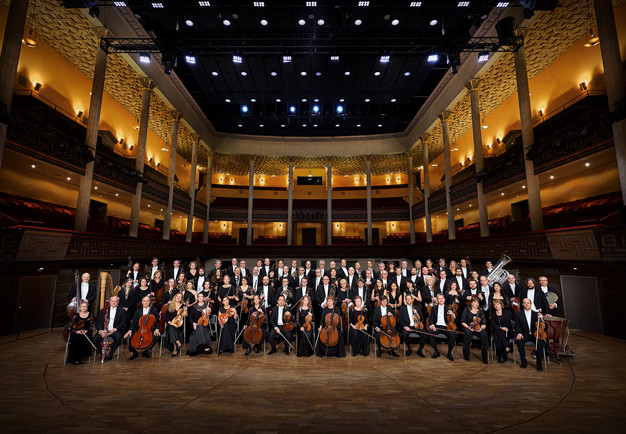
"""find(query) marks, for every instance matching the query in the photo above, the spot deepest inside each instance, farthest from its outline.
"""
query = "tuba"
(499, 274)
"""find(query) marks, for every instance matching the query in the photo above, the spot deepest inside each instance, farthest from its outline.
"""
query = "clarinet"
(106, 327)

==

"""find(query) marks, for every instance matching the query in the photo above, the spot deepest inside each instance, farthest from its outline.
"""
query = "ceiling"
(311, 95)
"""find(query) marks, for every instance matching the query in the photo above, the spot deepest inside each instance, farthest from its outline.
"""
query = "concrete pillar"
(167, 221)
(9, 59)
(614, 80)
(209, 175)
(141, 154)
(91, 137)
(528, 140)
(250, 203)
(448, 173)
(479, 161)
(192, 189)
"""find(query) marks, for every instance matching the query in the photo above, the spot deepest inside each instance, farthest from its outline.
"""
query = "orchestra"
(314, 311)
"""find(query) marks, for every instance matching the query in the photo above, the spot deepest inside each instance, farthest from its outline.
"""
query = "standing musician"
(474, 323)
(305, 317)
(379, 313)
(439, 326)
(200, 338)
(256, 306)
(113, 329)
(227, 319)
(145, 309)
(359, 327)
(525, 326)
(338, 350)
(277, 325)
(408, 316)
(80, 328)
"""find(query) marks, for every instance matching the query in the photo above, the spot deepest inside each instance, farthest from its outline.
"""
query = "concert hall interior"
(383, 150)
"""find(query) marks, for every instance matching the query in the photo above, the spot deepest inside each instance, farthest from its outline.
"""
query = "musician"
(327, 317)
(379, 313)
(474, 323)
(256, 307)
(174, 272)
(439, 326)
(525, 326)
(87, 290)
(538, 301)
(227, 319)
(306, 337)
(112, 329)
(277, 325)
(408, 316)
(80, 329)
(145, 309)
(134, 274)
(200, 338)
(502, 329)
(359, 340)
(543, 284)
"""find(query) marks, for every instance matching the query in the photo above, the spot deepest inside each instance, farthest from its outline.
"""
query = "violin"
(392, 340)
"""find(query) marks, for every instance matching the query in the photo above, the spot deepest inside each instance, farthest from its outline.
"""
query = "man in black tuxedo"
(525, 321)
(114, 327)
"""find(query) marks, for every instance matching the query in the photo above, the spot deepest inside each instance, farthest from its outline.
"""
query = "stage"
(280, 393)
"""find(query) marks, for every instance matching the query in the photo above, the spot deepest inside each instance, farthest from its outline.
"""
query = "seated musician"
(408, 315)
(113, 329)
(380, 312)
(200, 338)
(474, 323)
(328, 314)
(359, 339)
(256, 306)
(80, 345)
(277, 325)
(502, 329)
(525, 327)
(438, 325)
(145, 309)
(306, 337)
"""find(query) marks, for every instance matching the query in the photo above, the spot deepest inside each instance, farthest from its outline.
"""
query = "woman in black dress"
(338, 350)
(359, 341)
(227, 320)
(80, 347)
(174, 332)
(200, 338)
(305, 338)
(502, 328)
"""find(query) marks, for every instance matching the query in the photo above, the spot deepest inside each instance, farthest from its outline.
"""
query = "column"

---

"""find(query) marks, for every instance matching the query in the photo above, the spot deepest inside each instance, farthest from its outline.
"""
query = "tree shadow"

§ **TO BE DONE**: How many lines in the listing above contain the string "black"? Reply with the number alone.

§ **WRITTEN RESPONSE**: 2